** Opening Document text block **

It has of course long been insisted that some of the more exotic weapons proposed by Teller and the like were in fact developed in private. UFOlogist in particular fixated upon SDI and there was much speculation as to whether it was actually designed to protect the United States not from the Soviet Union, but an extraterrestrial power. In 1997 Colonel Philip J. Corso would go to great lengths in linking SDI to an alleged EBE threat. Corso, who was addressed in part four, was not a member of the ASC per se, but he was an initiate of the mysterious secret society known as the Sovereign Order of Saint John, which in turn a part of the ASC-sponsored Coalition for Peace Through Strength (noted before here).

But in addition to UFOs, Corso would also link SDI to Tesla weapons:
"For over fifty years, now, the war against UFOs has continued as we tried to defend ourselves against their intrusions. The Hughes hunter-killer satellites of the 1970s were our first step in applying a planetary defense system that held any real threat against EBEs. When, late in the 1970s, we realized that a directed-energy weapon and high-energy laser were even more effective than exploding satellites, our defensive ability was enhanced even further. We recognized that by applying both the technology we found at Roswell and Tesla's vision of a particle beam to our own antisatellite missiles and laser targeting equipment, we could achieve the rapid aim/rapid fire capability that these type of defenses demanded. But we were still playing cover-up games even though the Russians were now finally acknowledging that maybe cooperation between the superpowers was called for to meet a common threat.

** Closing Document text block **

• **Task to carry out**:
Copy out the passage above about SDI, UFOs, and Tesla weapons word for word, from its first sentence to its last.

** Opening Dataset content block **

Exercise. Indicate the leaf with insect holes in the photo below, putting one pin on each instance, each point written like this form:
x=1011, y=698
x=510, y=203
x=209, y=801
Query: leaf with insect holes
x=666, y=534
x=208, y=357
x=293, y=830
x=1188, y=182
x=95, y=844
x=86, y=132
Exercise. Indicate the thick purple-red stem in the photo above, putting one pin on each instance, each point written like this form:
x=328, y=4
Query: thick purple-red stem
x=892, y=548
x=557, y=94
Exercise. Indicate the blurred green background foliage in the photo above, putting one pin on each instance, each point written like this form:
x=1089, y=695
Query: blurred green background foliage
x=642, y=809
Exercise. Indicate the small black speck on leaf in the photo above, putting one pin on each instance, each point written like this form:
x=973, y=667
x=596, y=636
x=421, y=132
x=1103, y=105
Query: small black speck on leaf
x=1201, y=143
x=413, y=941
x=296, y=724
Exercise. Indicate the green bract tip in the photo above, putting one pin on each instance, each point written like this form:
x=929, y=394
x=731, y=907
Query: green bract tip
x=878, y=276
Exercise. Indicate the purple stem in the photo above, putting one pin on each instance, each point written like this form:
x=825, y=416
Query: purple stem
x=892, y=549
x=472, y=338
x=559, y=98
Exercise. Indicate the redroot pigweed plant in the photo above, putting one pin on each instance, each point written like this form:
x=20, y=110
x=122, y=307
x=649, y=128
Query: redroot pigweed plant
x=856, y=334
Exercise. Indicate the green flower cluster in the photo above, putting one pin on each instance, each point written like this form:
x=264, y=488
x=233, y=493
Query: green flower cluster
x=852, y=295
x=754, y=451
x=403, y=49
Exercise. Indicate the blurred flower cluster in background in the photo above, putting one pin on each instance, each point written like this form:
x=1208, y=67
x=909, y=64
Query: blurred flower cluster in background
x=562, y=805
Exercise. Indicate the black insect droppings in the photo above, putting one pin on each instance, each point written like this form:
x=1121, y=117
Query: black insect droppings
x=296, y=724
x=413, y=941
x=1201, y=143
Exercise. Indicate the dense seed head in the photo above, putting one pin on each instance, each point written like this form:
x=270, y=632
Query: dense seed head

** Closing Dataset content block **

• **Your response**:
It has of course long been insisted that some of the more exotic weapons proposed by Teller and the like were in fact developed in private. UFOlogist in particular fixated upon SDI and there was much speculation as to whether it was actually designed to protect the United States not from the Soviet Union, but an extraterrestrial power. In 1997 Colonel Philip J. Corso would go to great lengths in linking SDI to an alleged EBE threat. Corso, who was addressed in part four, was not a member of the ASC per se, but he was an initiate of the mysterious secret society known as the Sovereign Order of Saint John, which in turn a part of the ASC-sponsored Coalition for Peace Through Strength (noted before here).

But in addition to UFOs, Corso would also link SDI to Tesla weapons:
"For over fifty years, now, the war against UFOs has continued as we tried to defend ourselves against their intrusions. The Hughes hunter-killer satellites of the 1970s were our first step in applying a planetary defense system that held any real threat against EBEs. When, late in the 1970s, we realized that a directed-energy weapon and high-energy laser were even more effective than exploding satellites, our defensive ability was enhanced even further. We recognized that by applying both the technology we found at Roswell and Tesla's vision of a particle beam to our own antisatellite missiles and laser targeting equipment, we could achieve the rapid aim/rapid fire capability that these type of defenses demanded. But we were still playing cover-up games even though the Russians were now finally acknowledging that maybe cooperation between the superpowers was called for to meet a common threat.